══ Passage given ══

Space is now polluted with the flotsam of a satellite-dependent civilization. The debris is increasingly a hazard for astronauts and has put crafts such as the Hubble Space Telescope and communications satellites at risk of being struck by an object moving at high speed.
The military's radar can spot objects about four inches in diameter - roughly the size of a baseball - or larger. This collision, however, may have produced many thousands of small, undetectable pieces of debris that would still carry enough kinetic punch at orbital velocities to damage or destroy a spacecraft.
"We expect, when all is said and done, there will be hundreds if not thousands of pieces larger than the four inches. We expect there will be tens or hundreds of thousands of pieces down to a centimeter or a millimeter," said Nicholas Johnson, NASA's chief scientist for orbital debris. That's on top of material that's been accumulating in space for decades. China intentionally destroyed an aging satellite of its own in 2007 to demonstrate a new missile's capability. The obliteration of that satellite left behind 2,500 trackable fragments, Johnson said.
A bad situation got worse Tuesday. The two satellites, an American Iridium and a Russian Cosmos, came together 491 miles above the Earth, striking one another at roughly a 90-degree angle and at about 22,000 miles per hour. NASA checked Tuesday to see whether there was any danger to the International Space Station. The risk of the station being struck was determined to be "very small" but "elevated."

═══
══ Items ══

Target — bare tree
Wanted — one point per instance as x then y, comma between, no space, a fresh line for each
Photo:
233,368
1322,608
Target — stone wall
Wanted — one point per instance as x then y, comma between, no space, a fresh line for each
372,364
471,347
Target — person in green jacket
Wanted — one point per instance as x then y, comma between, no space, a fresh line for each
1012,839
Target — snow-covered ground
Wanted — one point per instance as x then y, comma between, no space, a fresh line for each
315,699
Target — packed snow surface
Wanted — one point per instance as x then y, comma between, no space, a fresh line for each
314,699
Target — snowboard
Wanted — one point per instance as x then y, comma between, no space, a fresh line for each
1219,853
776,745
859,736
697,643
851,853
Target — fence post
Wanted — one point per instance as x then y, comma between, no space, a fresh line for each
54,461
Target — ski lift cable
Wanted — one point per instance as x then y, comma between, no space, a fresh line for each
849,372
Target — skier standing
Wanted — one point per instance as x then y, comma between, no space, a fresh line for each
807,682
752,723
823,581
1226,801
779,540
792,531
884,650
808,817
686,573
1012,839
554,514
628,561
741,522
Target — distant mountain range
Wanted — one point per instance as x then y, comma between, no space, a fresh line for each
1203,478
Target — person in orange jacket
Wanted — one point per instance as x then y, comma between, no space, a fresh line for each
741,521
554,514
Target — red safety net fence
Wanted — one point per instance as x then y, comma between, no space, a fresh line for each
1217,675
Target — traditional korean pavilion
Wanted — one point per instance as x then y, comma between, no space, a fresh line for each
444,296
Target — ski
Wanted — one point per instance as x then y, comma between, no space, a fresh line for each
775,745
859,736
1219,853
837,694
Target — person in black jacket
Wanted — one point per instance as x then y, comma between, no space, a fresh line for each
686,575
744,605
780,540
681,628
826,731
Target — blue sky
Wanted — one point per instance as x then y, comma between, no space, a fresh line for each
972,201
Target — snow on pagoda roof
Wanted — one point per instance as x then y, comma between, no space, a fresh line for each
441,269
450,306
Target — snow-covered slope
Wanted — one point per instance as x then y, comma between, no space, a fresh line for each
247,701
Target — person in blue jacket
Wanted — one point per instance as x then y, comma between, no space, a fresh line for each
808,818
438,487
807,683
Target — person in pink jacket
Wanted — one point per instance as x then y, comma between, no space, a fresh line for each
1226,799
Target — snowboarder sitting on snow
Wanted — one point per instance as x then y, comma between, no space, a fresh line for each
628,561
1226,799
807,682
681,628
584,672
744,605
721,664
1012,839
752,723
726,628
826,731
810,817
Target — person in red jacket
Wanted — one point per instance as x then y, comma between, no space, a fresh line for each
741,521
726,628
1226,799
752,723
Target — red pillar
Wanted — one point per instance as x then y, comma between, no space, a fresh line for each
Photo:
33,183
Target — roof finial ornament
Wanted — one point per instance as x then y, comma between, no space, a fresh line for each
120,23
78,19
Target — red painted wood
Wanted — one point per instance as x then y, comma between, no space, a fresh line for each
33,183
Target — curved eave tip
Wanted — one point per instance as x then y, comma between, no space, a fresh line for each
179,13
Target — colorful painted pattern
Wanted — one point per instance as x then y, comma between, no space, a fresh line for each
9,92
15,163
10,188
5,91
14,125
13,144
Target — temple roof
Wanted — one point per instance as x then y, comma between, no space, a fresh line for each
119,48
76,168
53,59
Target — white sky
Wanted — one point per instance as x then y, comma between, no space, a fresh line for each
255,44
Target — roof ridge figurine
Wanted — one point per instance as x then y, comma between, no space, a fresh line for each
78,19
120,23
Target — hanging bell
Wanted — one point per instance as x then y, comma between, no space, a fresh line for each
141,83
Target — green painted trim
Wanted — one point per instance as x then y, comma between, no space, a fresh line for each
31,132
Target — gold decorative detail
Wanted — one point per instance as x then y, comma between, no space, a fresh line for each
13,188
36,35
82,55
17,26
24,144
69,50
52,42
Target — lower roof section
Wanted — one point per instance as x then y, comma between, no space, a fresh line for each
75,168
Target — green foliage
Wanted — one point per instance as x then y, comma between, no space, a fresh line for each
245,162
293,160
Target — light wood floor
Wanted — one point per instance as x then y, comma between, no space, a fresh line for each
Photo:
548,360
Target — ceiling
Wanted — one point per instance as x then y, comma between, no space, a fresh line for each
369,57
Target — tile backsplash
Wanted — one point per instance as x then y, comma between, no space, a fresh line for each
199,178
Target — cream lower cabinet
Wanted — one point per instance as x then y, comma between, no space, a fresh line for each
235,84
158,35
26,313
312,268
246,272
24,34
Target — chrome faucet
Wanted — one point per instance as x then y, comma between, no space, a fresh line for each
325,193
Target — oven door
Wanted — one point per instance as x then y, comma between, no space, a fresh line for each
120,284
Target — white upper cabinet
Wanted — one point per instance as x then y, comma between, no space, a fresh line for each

═══

Challenges ->
1. Return, unchanged, the lines of the listing from the line containing "Target — green foliage" through the last line of the listing, with both of those lines included.
2. Resume the passage on space debris, picking up right after its final sentence.
The passage on space debris and the listing come from unrelated sources.

Replies ->
1.
Target — green foliage
Wanted — one point per instance as x then y, comma between, no space, a fresh line for each
245,162
293,160
Target — light wood floor
Wanted — one point per instance as x then y, comma between, no space, a fresh line for each
Photo:
548,360
Target — ceiling
Wanted — one point per instance as x then y, comma between, no space, a fresh line for each
369,57
Target — tile backsplash
Wanted — one point per instance as x then y, comma between, no space, a fresh line for each
199,178
Target — cream lower cabinet
Wanted — one point per instance as x then y, comma between, no space, a fresh line for each
235,84
158,35
26,313
312,268
246,272
24,34
Target — chrome faucet
Wanted — one point per instance as x then y, comma between, no space, a fresh line for each
325,193
Target — oven door
Wanted — one point per instance as x then y, comma between, no space, a fresh line for each
120,284
Target — white upper cabinet
Wanted — one point per instance as x then y, comma between, no space, a fresh line for each

2.
NASA is also concerned about the safety of its scientific satellites, including five Earth-observing spacecraft, collectively known as the A-Train, that fly in a close formation about 438 miles above the surface. A sixth satellite for that mission, the Orbiting Carbon Observatory, is to be launched Monday. The Hubble is about 350 miles above the surface; the International Space Station orbits 220 miles up. The debris could eventually spread to those orbits.
At lower orbits, in the range of 200 miles or so, the friction of air molecules reduces the speed of the objects and causes them to fall to Earth to burn up upon reentry. But 500 miles or so above the Earth, the drag is vanishingly slight. The space pollution can get worse over time, because when objects strike one another they spew out smaller fragments.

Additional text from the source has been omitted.